→ TASK STATEMENT
Find every line in the entries below that contains the word "blue", and copy each of those lines.

→ GIVEN DATA
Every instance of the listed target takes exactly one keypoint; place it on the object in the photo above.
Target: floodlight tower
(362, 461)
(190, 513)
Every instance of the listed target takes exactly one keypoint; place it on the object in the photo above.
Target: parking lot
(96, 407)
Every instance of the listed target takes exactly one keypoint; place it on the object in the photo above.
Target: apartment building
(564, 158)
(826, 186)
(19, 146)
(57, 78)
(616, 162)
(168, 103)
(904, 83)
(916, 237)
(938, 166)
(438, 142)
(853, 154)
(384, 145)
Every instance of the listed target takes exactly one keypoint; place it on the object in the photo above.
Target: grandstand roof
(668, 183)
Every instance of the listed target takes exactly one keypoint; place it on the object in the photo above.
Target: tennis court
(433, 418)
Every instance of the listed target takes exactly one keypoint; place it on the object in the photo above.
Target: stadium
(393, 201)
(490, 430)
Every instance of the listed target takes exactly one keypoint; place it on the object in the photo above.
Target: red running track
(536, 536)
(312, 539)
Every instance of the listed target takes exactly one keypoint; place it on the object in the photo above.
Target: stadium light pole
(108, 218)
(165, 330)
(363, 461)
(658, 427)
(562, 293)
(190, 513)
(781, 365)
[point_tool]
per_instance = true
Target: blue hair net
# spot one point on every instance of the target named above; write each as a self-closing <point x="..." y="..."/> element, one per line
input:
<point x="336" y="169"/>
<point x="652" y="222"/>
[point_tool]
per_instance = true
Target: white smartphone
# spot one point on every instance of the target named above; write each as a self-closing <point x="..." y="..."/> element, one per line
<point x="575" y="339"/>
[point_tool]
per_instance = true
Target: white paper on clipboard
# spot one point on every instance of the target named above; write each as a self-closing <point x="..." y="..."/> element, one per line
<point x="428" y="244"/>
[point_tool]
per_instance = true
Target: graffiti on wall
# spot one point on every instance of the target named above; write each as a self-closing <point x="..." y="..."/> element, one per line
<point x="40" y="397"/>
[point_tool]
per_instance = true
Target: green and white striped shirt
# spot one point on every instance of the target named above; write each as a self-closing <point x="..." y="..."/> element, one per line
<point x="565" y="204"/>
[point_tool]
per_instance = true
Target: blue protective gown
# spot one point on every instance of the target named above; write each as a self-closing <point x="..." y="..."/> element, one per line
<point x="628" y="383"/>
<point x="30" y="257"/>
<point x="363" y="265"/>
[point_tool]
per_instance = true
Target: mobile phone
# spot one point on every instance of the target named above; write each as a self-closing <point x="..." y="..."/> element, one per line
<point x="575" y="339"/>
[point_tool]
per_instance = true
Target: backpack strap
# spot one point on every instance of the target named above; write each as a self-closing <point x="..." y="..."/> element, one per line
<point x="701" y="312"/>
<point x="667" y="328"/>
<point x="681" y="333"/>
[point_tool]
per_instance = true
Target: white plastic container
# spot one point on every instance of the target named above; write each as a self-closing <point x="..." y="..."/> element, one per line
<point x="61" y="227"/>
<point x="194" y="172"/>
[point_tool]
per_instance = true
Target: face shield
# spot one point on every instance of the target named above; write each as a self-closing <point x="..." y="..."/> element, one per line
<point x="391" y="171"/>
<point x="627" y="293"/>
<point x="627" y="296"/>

→ THE RESPONSE
Target: blue hair net
Target: blue protective gown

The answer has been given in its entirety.